■ Compito assegnato
Modifica l'elenco seguente sostituendo ogni occorrenza di "innermost point" con "central point" e lascia invariato tutto il resto.

■ Dati memorizzati

= = = = = = =

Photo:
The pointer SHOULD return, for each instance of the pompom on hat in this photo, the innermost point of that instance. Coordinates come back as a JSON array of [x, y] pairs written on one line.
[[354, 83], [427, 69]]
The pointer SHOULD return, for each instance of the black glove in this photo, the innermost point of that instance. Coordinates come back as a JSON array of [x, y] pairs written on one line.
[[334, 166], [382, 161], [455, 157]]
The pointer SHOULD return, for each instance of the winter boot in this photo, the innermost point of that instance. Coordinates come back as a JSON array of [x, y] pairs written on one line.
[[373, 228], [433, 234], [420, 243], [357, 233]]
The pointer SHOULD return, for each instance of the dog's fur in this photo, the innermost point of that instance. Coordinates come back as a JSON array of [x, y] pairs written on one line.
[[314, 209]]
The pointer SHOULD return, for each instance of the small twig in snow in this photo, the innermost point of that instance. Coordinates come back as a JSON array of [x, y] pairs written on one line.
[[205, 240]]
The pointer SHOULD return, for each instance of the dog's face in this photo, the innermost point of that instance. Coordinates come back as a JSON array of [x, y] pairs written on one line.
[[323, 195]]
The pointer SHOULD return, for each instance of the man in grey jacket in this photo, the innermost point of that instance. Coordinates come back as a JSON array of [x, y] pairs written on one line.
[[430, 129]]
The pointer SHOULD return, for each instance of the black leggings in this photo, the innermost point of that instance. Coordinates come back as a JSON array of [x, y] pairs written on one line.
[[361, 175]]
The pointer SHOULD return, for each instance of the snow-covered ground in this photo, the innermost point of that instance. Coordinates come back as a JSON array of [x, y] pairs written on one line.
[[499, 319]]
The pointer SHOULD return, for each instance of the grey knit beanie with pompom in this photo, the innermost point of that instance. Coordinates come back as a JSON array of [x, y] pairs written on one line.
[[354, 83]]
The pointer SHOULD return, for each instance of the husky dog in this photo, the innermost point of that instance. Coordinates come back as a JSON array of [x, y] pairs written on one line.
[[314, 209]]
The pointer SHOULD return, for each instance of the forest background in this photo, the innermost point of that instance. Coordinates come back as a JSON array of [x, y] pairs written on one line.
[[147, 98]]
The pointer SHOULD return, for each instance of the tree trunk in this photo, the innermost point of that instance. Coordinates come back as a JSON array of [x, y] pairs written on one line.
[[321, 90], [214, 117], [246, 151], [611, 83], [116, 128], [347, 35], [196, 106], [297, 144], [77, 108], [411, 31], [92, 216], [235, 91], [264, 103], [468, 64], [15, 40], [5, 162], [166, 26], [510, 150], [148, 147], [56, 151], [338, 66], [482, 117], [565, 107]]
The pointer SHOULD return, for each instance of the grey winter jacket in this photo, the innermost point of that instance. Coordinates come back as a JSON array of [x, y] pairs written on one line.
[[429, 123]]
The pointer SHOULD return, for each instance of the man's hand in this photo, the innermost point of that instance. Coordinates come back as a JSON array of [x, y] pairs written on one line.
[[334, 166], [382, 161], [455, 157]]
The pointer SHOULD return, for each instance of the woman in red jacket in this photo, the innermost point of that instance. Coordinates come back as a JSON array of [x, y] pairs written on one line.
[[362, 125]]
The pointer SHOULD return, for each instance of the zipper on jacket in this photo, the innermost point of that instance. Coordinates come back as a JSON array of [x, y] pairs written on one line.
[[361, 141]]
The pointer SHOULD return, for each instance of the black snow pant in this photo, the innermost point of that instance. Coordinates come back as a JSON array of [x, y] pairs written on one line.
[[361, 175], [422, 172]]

= = = = = = =

■ Risposta al compito
Photo:
The pointer SHOULD return, for each instance of the pompom on hat in this photo, the central point of that instance. Coordinates come back as a JSON array of [x, y] pairs written on one line.
[[354, 83], [427, 69]]
The pointer SHOULD return, for each instance of the black glove in this photo, the central point of that instance. Coordinates come back as a JSON array of [x, y] pairs written on one line.
[[334, 166], [382, 161], [455, 157]]
The pointer SHOULD return, for each instance of the winter boot in this photo, the central point of that instance. Coordinates come back as a JSON array of [x, y] pairs written on one line.
[[373, 228], [433, 234], [420, 243], [357, 233]]
The pointer SHOULD return, for each instance of the dog's fur in this photo, the central point of that instance. Coordinates come back as a JSON array of [x, y] pairs written on one line.
[[314, 209]]
The pointer SHOULD return, for each instance of the small twig in snow in this photo, the central point of that instance. Coordinates come back as a JSON array of [x, y] pairs written on one line.
[[205, 240]]
The pointer SHOULD return, for each instance of the dog's face in this photo, the central point of that instance. Coordinates come back as a JSON array of [x, y] pairs written on one line.
[[323, 195]]
The pointer SHOULD return, for each instance of the man in grey jacket in this photo, the central point of that instance. Coordinates come back as a JSON array of [x, y] pairs written on one line.
[[430, 129]]
The pointer SHOULD return, for each instance of the black leggings in this photo, the central point of that instance. Coordinates come back as a JSON array of [x, y] pairs written on one line.
[[361, 175]]
The pointer SHOULD return, for each instance of the snow-covered ground in this photo, the central point of that instance. Coordinates come back as a JSON array of [x, y] pairs written on one line.
[[499, 319]]
The pointer SHOULD return, for each instance of the grey knit beanie with pompom in this photo, the central point of that instance. Coordinates come back as a JSON array of [x, y] pairs written on one line.
[[354, 83]]
The pointer SHOULD return, for each instance of the husky dog in this photo, the central point of that instance. Coordinates come back as a JSON array of [x, y] pairs written on one line.
[[314, 209]]
The pointer SHOULD return, for each instance of the forest background in this photo, the central point of that instance. Coordinates come back as a JSON array of [x, y] pairs written on one line.
[[147, 98]]
The pointer SHOULD return, for each instance of the tree trunk in this photo, the central point of that instance. Coordinates come back as a JSON array of [x, y] pairs written on one line.
[[321, 90], [214, 117], [246, 151], [611, 83], [116, 128], [347, 35], [196, 106], [297, 144], [77, 108], [411, 31], [92, 216], [235, 91], [264, 103], [468, 64], [15, 40], [5, 162], [166, 26], [510, 150], [148, 147], [56, 151], [338, 66], [482, 117], [565, 107]]
The pointer SHOULD return, for each instance of the grey winter jacket in this photo, the central point of that instance. Coordinates come back as a JSON array of [x, y] pairs written on one line.
[[429, 123]]
The pointer SHOULD return, for each instance of the man's hand in this photo, the central point of that instance. Coordinates come back as a JSON array of [x, y] pairs written on one line.
[[334, 166], [382, 161], [455, 157]]
The pointer SHOULD return, for each instance of the woman in red jacket in this photo, the central point of that instance. Coordinates come back as a JSON array of [x, y] pairs written on one line.
[[362, 125]]
The pointer SHOULD return, for each instance of the zipper on jacket in this photo, the central point of that instance. Coordinates come back as a JSON array of [x, y] pairs written on one line.
[[361, 141]]
The pointer SHOULD return, for each instance of the black snow pant in this photo, the central point of that instance. Coordinates come back as a JSON array of [x, y] pairs written on one line.
[[361, 175], [422, 172]]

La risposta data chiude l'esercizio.